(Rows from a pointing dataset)
[START]
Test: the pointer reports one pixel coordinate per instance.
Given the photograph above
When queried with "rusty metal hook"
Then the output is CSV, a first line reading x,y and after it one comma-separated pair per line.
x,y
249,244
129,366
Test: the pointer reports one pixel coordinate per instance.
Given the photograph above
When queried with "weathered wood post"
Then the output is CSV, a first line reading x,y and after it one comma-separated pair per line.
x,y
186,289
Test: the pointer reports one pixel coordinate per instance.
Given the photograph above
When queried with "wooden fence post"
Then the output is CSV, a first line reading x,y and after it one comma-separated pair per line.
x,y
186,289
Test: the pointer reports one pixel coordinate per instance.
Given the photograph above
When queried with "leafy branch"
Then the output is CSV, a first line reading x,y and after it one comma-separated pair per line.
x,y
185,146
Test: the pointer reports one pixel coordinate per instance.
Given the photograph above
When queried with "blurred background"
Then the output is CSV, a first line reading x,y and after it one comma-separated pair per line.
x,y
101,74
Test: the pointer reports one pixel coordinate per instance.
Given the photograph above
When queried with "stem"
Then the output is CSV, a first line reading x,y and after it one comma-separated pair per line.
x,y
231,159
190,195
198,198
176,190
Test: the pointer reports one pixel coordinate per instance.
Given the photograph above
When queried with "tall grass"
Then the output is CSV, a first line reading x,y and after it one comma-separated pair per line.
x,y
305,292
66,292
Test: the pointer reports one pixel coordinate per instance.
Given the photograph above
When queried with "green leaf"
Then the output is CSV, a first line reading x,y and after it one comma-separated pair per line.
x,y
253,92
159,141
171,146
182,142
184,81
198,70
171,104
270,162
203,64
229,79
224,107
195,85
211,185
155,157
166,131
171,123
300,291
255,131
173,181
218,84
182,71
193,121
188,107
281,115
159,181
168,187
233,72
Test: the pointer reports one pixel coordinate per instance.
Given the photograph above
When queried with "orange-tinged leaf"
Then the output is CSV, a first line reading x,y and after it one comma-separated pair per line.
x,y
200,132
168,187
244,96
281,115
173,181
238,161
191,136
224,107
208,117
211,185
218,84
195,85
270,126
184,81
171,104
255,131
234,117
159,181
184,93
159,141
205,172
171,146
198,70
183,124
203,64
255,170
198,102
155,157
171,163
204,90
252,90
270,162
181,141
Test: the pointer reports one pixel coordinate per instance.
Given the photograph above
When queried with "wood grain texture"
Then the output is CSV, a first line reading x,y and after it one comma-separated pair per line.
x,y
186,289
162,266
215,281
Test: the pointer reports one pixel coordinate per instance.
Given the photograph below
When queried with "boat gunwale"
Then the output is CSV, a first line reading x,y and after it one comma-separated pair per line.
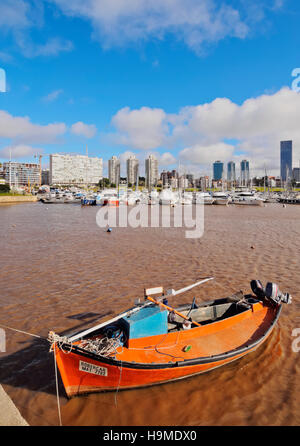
x,y
187,362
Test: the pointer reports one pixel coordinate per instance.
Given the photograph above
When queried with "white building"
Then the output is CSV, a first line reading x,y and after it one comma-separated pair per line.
x,y
132,169
151,171
21,174
114,170
75,169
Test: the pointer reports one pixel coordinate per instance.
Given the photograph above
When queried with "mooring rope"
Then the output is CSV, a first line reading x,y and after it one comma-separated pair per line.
x,y
24,332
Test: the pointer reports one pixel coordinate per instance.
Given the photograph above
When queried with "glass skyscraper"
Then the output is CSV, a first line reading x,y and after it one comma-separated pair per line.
x,y
245,172
286,148
217,170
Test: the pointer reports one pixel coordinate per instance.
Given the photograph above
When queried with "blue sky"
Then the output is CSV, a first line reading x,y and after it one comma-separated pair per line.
x,y
192,80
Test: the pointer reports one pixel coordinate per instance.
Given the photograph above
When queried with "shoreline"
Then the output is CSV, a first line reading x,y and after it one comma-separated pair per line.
x,y
9,414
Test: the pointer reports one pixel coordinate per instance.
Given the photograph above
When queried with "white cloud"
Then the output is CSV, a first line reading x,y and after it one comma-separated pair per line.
x,y
19,17
22,130
141,129
220,129
81,129
53,95
126,21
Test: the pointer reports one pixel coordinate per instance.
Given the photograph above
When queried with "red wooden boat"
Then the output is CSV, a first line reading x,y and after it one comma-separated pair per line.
x,y
153,343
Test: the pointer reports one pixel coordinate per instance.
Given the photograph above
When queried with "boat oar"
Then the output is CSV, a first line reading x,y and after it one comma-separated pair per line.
x,y
173,311
187,288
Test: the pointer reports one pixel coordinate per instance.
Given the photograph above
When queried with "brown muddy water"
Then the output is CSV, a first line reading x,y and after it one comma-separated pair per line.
x,y
61,272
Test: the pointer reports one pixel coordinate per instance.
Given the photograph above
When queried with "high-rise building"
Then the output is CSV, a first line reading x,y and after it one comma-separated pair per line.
x,y
231,176
75,169
245,172
217,170
114,170
296,174
286,149
21,174
151,171
132,169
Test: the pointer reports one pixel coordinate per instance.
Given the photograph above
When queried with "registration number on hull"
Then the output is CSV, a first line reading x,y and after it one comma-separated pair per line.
x,y
92,368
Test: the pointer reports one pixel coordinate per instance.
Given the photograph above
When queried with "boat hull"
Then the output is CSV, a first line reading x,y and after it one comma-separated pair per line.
x,y
85,372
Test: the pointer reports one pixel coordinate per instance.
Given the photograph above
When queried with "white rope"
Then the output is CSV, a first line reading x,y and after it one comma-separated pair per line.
x,y
21,331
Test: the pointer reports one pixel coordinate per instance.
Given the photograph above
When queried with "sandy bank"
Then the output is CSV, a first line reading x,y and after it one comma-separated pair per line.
x,y
17,198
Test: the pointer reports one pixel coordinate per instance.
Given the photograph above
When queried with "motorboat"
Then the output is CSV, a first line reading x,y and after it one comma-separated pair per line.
x,y
220,198
109,197
186,198
247,197
154,343
58,198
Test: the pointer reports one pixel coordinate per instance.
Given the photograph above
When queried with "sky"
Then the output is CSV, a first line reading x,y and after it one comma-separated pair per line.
x,y
191,81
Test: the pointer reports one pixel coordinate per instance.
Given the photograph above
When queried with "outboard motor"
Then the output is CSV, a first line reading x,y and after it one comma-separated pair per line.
x,y
258,289
275,295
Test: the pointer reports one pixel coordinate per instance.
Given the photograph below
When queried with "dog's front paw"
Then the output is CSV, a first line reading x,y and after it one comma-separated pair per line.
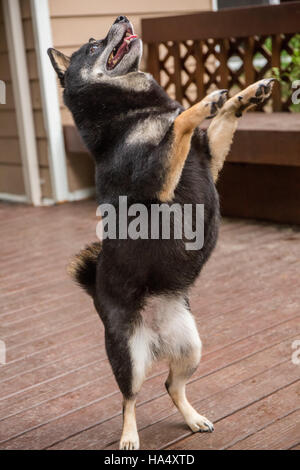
x,y
254,95
199,423
214,102
130,441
[END]
STATED TASK:
Print all of the entries word for word. Skip any images they contain.

TASK SOLUTION:
Test: the pointer reports one pixel coordinate per instance.
Given the photograph above
When queried with "rusty metal hook"
Then the output is CSV, a first line reading x,y and after it one comma-separated pair per line.
x,y
249,244
129,366
Test: the pointer reports one pixel coordinate per instance.
Given the photograph above
When queried with "weathered wood post"
Then the output is CSV, a first line reading x,y and after it one comma-separated pair per line.
x,y
186,289
Test: the pointer reports one pixel coordinate per instance.
Given the photograph above
When queried with "wooden fence post"
Then the output is CSV, a first line reading x,y and after it one comma-separated pair per line.
x,y
186,289
Test: the pointer reports one pixel coordinate per instance.
Given the photograph above
When queried with "leafy branch"
Then the output is CSV, a first line reading x,y and after it one comma-separated pair per line.
x,y
185,146
Test: the pointer reports one pixel coordinate per instance.
Given the photograph above
When queried with "blurred background"
Then the output is CSV, a first line reading x,y and after it one comma-separated pair per line.
x,y
101,74
Test: the pointer reports one pixel coordinate per instance.
Given the photograph above
When queried with "stem"
Then the output is CSV, a first line reading x,y and after it one comma-separated pair per line.
x,y
231,159
190,195
198,198
176,190
Test: the pointer reports one pixel coordinate per instance.
Given the photograph above
When queried with "tall grass"
Then the output is CSV, a first line reading x,y and after it one comma-separated pair per line.
x,y
305,292
66,292
Test: the pointer reports one pixel coordinate per instance.
Given the photograph above
When queried with "green leaf"
Then the output is CSV, a first line reading x,y and after it one comma-separated pair per line.
x,y
253,92
159,141
171,146
182,142
184,81
198,70
171,104
270,162
203,64
229,79
224,107
195,85
211,185
155,157
166,131
171,123
300,291
255,131
173,181
218,84
182,71
193,121
188,107
281,115
159,181
168,187
233,72
Test: the pointer reports one pixel coordinate per instance.
Given the photograph above
When queried with "orange-tinged leaf"
Then the output is CSV, a first line reading x,y and after it one comma-separated pair per line.
x,y
200,132
168,187
244,96
281,115
173,181
238,161
191,136
224,107
208,117
211,185
218,84
195,85
270,126
184,81
171,104
255,131
234,117
159,181
184,93
159,141
205,172
171,146
198,70
183,124
203,64
255,170
198,102
155,157
171,163
204,90
252,90
270,162
181,141
Test: the pointer reports one pixel coordinate per instance.
Given the photograph above
When queried with "wood grain texture"
Then the output is CSV, a first line reading x,y and after it one comma-separated pair per line.
x,y
186,289
162,266
215,281
Test: the pointer reports one pixel coordinate per instance.
Given the photograph below
When queried with "boat gunwale"
Then the output is CSV, a first line reading x,y and after it one comma-separated pair per line.
x,y
187,362
Test: the pointer reports one pixel coordinate per instance.
Given the photograph above
When queried with "white building"
Then the output is CSV, a first line reading x,y and after it one comma-separated pair per line.
x,y
132,169
151,171
21,174
114,170
75,169
Test: the pointer reports one pixel coordinate per instance.
Given the photograph above
When queried with "mooring rope"
Then the output is CSV, a first line reading x,y and after it one comma-separated pair per line.
x,y
24,332
Test: the pointer reports one pixel coordinate per instance.
Given the photograph above
When queried with "glass skyscraper"
Then the output is CSV, a first line reading x,y and after it one comma-separated pair per line.
x,y
245,172
286,148
217,170
Test: the pointer reports one pixel coordinate per instance.
Given the photograph above
When queried with "blue sky"
Then the output is CSV, a first line reading x,y and after it one comma-separated pair per line.
x,y
192,80
Test: the pointer reports one pixel coordinate per instance.
Given the photograph above
When queried with "shoreline"
Then the output is CSV, a first line reading x,y and after it one comma-separated pair per line.
x,y
9,414
Test: the pointer reports one pixel coordinate per instance.
Given the photograph above
When queried with "white cloud"
Then the output is CSV, a first line reading x,y and after it one comma-separated pair per line.
x,y
19,17
22,130
141,129
220,129
81,129
53,95
126,21
Test: the pointer reports one pixel coordinate per instance.
Given the photograph above
When queried with "red wooden boat"
Then the output is CSV, a first line reading x,y and after it one comma-separated pair per line.
x,y
153,343
Test: the pointer reports one pixel coordinate per instance.
Given the photograph above
When queried with "boat oar"
Then the output is CSV, a first line reading x,y and after it one comma-separated pair per line.
x,y
173,311
187,288
Test: the pointer reports one pixel coordinate per instance.
Given the photograph above
When queried with "brown muddy water"
Then the output is CSV, a first line reading x,y and after it one comma-separated pair per line.
x,y
61,272
Test: the pointer reports one pixel coordinate per instance.
Given the photograph above
When queried with "high-rise building"
Then the output is CSV, a first line reading x,y and after it one comma-separated pair per line.
x,y
231,176
75,169
245,172
217,170
114,170
296,174
286,149
21,174
151,171
132,169
Test: the pointer reports one pixel coordinate per instance.
Given the photograph above
When queried with "registration number on hull"
Then the output is CSV, a first line reading x,y and after it one comma-separated pair per line.
x,y
92,368
Test: the pointer reports one pixel coordinate per instance.
Given the photograph above
When queried with "boat hull"
Then the output is CSV, a first line reading x,y and after it one comma-separated pair per line.
x,y
85,372
Test: the pointer reports one pixel coordinate per instance.
Given the photograph above
When queried with "white rope"
Then the output is CSV, a first line reading x,y and after it one comma-separated pair per line.
x,y
21,331
Test: the pointer reports one pixel coordinate per instance.
Given the photograph above
When queried with "sandy bank"
Then the output is CSV, a first line reading x,y and after it one comma-separated pair per line.
x,y
17,198
Test: the pointer reports one pixel coordinate per instance.
Given the photograph above
When queried with "motorboat"
Then the output is CSV, a first line reading x,y and after it one comma-separated pair per line.
x,y
220,198
109,197
186,198
247,197
154,343
58,198
Test: the pointer reports one pixel coordinate per instance.
Given the photograph above
When queried with "sky"
Then the output is CSV, a first line reading x,y and after it one comma-separated pair per line.
x,y
191,81
Test: the pointer reports one pixel coordinate per instance.
Given the photograph above
When queried with "outboard motor"
Then the output is CSV, a first line reading x,y and after it one comma-separated pair per line.
x,y
258,289
275,295
Test: the pointer reports one pixel coordinate per instance.
Given the photograph below
When queried with "dog's front paw"
Then the output is CSV, a first line reading x,y and after it one comma-separated pair per line.
x,y
254,95
199,423
214,102
130,441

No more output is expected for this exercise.